▸ **Document passage**:
***

The major goals of modern agriculture are optimization and improvement of crops to sustain high productivity with minimal environmental impact. A variety of molecular methods have been developed for the regulation of trait-specific genes at the transcriptional and translational levels. Targeted post-translational modification for trait regulation is precisely done by microProteins which are involved in fine-tuning protein activity without altering overall plant structure and metabolism. MicroProteins(miPs) are small regulatory proteins with a single domain and size ranging from 5 to 20 kDa and they have their role in post-translational regulation of gene expression through protein-protein interactions. These proteins are referred to as ‘microProteins’ because of their small size and negative regulatory actions analogous to microRNAs (miRNAs)1. Deletions and duplications within genes encoding multidomain proteins have driven the evolution of single-domain proteins, which subsequently interact with their ancestral proteins from which they originated. It is hypothesized that microProteins and the proteins with which they interact have evolutionary relations3. Photoperiod‐dependent flowering in rice is regulated by transcription factor HEADING DATE 1 (Hd1), which acts both as an activator and repressor of flowering in a daylength-dependent manner. An investigation was carried out using microProteins as a tool to modify rice sensitivity to the photoperiod by designing a synthetic Hd1 microprotein (Hd1miP) capable of interacting with Hd1 protein and overexpressing it in rice. Transgenic OX‐Hd1miP plants flowered significantly earlier than wild-type plants when grown in long-day conditions. These results show the potential of microProteins to serve as tools for modulating crop traits and unravelling protein function2.

Using the synthetic microProtein approach an investigation was carried out on multidomain proteins of different classes. It has revealed that multidomain proteins like DCL1, BRI1, and CRY1 can be regulated by overexpressing their protein-protein interaction domains as synthetic microProteins. These results show that microProteins can inhibit any multidomain protein containing a protein-protein interaction domain1.

The advances in analytical, molecular, and computational methods have helped to expand the pool of miPs characterized across species. However, there is a lot to know about the cellular dynamics and specificities concerning the miPs. MicroProteins offer exciting potential for plant breeding due to their targeted regulation and small size, allowing for easier manipulation. However, their precise functions and effectiveness in complex traits remain a challenge. Ongoing research focuses on identifying and characterizing novel microProteins and developing techniques for their precise manipulation in breeding programs.

References:

1DOLDE, U., RODRIGUES, V., STRAUB, D., BHATI, K. K., CHOI, S., YANG, S.W. AND WENKEL, S., 2018, Synthetic MicroProteins: versatile tools for post-translational regulation of target proteins. Plant Physiol., 176: 3136-3145.

2EUGEN, T., ARIZA, J. G., BRAMBILLA, V., SUN, B., BHATI, K. K., FORNARA, F. AND WENKEL, S., 2020, Control of flowering in rice through synthetic MicroProteins. J. Integr. Plant Biol., 62: 730-736.

3HARSHITHA, B. S., MANJUNATH, K. K. AND BHARGAVI, H. A., 2023, Mysterious MicroProteins as a novel tool for crop improvement: A review. Pharma Innov., 12(1): 2317-2322.

***

▸ **Record set**:
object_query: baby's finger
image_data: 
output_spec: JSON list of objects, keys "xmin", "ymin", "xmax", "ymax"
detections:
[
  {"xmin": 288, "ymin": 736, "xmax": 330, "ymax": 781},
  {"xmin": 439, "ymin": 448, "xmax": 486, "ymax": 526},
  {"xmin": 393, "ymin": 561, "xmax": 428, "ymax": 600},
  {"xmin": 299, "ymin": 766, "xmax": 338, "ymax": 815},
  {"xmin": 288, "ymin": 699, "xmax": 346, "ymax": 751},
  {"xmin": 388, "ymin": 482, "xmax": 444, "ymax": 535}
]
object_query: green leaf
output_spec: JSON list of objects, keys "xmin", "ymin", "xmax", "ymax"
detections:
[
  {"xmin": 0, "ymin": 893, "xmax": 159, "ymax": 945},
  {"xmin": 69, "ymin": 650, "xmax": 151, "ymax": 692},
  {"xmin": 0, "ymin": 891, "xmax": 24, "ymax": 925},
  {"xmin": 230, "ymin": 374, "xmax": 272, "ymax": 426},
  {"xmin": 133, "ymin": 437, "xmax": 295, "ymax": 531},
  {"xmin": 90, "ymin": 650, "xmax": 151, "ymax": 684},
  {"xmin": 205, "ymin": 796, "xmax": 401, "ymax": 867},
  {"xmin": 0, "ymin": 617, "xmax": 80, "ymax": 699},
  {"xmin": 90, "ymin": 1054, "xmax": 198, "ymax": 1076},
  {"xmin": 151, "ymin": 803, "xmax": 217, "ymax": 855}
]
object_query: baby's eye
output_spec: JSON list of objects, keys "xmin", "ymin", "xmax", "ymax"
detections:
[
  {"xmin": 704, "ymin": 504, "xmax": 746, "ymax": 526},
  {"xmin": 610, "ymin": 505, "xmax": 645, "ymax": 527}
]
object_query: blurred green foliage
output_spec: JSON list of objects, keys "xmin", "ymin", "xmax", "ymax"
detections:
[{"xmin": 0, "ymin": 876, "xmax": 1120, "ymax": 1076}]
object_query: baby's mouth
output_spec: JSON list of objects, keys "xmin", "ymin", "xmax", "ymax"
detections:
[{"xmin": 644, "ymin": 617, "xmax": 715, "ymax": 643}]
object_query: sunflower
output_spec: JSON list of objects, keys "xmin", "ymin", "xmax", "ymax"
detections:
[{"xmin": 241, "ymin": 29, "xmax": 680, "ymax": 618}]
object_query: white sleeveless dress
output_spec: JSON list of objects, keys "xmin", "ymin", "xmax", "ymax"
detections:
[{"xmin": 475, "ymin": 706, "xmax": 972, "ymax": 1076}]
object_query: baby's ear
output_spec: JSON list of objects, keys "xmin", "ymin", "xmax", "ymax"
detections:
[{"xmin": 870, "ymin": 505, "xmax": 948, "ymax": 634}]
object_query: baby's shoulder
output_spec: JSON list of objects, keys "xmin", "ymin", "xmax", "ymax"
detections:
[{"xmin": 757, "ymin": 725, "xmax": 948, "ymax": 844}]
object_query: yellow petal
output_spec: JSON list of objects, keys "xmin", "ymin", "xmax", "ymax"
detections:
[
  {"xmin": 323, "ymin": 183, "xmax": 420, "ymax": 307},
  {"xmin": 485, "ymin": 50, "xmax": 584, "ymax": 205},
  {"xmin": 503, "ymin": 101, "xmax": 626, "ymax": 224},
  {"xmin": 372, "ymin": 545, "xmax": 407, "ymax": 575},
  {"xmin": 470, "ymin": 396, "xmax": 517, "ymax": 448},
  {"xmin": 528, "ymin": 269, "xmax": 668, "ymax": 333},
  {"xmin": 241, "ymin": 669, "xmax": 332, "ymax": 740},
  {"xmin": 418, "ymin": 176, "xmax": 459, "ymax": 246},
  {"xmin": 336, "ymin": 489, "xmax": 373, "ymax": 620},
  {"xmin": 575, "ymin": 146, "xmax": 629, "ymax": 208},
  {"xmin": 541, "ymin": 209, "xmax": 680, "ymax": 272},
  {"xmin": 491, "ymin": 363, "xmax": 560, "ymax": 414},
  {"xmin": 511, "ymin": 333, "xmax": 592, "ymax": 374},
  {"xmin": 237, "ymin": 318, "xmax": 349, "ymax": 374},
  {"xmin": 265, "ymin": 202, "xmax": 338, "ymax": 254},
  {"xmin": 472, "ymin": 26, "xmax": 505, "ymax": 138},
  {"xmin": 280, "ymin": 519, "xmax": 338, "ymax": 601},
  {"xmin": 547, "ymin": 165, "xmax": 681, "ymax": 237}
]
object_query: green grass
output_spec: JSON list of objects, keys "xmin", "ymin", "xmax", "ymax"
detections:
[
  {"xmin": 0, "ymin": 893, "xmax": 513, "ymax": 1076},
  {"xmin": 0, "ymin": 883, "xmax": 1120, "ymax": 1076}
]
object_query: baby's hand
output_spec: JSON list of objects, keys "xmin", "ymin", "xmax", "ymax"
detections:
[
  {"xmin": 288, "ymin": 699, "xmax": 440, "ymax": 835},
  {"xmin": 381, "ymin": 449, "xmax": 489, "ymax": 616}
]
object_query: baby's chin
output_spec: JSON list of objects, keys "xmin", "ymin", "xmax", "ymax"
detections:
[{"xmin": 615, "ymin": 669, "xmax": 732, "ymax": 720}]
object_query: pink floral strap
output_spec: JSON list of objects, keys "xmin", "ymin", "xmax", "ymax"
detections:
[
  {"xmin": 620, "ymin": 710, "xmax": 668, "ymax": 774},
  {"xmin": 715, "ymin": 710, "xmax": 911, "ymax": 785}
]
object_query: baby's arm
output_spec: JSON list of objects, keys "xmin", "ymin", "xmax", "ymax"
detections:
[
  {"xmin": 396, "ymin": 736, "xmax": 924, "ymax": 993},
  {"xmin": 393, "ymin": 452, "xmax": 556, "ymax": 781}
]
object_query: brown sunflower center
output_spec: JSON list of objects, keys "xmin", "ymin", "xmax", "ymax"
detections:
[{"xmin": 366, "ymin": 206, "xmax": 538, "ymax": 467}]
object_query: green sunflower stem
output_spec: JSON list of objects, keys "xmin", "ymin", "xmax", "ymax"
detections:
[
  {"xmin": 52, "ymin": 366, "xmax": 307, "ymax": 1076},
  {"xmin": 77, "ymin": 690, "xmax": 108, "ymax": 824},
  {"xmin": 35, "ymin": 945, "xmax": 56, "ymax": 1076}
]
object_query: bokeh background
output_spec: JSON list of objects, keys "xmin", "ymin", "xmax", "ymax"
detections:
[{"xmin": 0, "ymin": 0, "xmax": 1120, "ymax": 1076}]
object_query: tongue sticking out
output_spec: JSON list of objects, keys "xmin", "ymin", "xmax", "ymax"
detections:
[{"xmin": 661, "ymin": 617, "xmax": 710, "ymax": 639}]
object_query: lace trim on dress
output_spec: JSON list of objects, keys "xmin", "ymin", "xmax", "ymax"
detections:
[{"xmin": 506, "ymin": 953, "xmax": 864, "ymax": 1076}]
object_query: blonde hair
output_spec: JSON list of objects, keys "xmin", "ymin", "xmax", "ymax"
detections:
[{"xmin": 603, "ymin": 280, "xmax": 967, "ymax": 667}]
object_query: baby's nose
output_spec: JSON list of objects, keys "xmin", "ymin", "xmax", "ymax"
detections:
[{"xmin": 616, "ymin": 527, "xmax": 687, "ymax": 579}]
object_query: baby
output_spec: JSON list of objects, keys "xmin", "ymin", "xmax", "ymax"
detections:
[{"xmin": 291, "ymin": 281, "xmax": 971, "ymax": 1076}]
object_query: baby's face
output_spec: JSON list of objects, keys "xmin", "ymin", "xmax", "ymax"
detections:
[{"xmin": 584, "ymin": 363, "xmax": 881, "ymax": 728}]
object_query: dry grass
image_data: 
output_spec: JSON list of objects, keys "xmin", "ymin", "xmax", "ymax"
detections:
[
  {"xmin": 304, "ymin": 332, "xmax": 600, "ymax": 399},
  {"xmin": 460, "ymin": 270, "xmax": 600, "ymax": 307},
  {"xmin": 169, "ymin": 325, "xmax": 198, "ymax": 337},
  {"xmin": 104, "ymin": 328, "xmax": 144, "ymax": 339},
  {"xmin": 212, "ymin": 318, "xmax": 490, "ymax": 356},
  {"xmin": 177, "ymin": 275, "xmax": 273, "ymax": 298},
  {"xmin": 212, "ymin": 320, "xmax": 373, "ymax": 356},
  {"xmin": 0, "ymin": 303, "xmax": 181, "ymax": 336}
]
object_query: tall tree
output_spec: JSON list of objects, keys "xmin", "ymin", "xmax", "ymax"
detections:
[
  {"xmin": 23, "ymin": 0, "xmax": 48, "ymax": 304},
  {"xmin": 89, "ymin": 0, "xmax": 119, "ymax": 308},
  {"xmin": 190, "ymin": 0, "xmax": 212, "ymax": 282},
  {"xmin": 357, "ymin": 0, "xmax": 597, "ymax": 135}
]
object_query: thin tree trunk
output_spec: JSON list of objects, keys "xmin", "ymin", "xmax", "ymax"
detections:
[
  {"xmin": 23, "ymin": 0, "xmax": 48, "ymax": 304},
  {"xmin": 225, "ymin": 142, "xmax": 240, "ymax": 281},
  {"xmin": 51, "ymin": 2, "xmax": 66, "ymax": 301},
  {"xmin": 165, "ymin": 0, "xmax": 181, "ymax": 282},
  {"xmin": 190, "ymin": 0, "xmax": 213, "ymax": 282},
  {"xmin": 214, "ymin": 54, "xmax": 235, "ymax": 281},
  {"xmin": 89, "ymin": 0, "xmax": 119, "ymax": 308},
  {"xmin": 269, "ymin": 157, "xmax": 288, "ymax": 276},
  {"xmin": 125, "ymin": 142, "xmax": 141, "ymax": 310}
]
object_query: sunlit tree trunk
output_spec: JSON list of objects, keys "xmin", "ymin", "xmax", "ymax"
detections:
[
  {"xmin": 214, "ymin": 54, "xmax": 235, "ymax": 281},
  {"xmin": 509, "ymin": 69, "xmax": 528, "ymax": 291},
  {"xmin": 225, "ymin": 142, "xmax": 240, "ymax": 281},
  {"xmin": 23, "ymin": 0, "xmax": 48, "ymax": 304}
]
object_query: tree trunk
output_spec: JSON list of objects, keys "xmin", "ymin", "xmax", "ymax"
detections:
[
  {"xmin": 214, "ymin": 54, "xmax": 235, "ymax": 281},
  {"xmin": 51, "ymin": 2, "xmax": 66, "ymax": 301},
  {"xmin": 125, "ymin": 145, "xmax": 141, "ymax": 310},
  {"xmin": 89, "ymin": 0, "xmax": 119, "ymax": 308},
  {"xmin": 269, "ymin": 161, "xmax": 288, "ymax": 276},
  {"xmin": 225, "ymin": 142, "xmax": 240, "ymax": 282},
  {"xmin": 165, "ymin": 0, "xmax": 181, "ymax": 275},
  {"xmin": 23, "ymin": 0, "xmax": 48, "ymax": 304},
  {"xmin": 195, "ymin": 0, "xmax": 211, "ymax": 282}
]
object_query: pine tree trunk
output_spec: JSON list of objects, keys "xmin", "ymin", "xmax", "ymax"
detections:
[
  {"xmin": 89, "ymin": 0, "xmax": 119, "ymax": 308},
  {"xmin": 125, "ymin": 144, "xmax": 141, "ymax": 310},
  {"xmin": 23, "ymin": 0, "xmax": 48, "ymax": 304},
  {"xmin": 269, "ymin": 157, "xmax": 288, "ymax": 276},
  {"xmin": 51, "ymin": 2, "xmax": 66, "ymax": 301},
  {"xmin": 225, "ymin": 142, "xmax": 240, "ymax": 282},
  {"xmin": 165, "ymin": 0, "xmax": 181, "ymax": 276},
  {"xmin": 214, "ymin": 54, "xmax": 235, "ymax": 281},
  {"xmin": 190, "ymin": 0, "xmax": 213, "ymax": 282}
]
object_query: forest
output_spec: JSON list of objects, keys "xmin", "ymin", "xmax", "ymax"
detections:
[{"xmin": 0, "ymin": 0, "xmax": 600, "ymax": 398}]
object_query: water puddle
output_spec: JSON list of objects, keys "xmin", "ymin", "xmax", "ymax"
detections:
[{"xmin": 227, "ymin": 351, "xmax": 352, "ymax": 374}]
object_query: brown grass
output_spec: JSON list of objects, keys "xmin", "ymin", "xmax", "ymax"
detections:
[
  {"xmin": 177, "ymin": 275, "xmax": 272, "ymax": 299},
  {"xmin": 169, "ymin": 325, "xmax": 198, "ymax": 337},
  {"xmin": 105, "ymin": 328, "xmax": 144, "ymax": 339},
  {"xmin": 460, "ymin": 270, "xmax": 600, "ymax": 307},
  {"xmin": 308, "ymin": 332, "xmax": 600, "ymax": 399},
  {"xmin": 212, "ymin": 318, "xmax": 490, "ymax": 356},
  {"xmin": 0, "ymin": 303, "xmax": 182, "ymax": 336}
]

***

▸ **Task details**:
In the passage on microProteins, what size range is given for microProteins?

▸ **Solution**:
5 to 20 kDa